MATERIAL:

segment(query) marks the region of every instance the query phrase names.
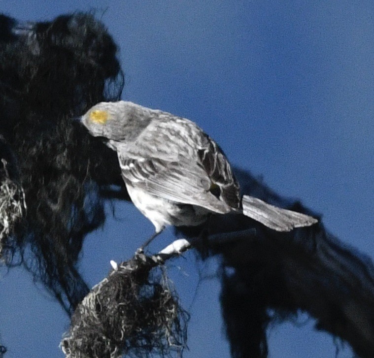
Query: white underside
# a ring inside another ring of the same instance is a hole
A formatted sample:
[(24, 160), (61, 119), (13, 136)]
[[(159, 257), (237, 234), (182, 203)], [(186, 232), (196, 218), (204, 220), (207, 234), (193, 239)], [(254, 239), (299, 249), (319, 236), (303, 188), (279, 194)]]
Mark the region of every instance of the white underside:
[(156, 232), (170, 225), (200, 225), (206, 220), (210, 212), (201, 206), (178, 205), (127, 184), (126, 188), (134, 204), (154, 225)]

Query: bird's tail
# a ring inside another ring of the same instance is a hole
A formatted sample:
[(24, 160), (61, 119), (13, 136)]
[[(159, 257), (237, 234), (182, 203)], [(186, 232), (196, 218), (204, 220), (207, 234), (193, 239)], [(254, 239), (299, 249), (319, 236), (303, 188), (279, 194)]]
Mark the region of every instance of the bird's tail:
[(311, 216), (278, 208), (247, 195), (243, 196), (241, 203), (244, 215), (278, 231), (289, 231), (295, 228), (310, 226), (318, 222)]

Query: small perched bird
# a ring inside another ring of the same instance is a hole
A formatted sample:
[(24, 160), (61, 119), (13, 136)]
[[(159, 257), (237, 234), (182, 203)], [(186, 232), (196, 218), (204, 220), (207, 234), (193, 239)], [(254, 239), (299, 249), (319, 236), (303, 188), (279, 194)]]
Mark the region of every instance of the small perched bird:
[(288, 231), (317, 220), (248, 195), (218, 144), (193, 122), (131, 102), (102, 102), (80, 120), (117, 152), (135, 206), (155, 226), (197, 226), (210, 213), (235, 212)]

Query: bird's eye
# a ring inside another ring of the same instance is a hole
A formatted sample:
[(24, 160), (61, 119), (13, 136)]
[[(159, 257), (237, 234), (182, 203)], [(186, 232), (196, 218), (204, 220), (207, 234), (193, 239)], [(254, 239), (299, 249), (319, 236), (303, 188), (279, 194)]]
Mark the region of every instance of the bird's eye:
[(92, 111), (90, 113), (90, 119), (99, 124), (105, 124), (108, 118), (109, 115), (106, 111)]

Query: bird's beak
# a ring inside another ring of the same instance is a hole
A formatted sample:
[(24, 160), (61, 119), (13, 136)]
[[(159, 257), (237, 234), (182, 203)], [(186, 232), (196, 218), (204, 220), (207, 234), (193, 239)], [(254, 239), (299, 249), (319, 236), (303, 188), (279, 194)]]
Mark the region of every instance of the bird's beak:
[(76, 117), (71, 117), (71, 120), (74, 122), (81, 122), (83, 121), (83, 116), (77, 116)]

* * *

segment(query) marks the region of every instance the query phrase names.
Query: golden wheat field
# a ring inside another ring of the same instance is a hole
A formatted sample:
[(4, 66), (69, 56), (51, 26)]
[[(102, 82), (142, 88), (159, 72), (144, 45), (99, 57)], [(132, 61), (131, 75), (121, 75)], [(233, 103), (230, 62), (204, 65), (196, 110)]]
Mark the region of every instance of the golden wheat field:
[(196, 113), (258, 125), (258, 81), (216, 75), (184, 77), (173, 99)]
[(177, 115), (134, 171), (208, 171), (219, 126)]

--

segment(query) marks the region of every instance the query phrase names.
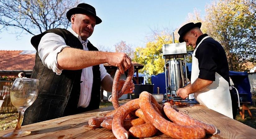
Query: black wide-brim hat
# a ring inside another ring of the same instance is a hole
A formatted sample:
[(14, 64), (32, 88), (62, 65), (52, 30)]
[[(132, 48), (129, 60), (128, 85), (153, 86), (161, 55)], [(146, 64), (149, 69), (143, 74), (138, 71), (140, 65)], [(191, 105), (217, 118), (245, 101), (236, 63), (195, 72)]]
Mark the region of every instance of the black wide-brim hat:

TASK DESCRIPTION:
Copy the data out again, starting at the line that contains "Query: bird's beak" and stopping after the line that contains "116), (77, 116)]", with the requests included. Shift every coordinate in the answers up by 66, and leave all other numbers unchanged.

IN RESPONSE:
Query: bird's beak
# a ring inside another ring of the same instance is a hole
A formatted sample:
[(24, 160), (61, 119), (13, 136)]
[[(159, 257), (237, 234), (182, 203)], [(186, 232), (196, 218), (204, 220), (207, 234), (193, 239)], [(254, 239), (299, 249), (319, 236), (303, 188), (279, 194)]]
Mark the region of every instance of the bird's beak:
[(142, 183), (137, 183), (137, 186), (140, 188), (147, 188), (149, 187), (149, 182), (143, 182)]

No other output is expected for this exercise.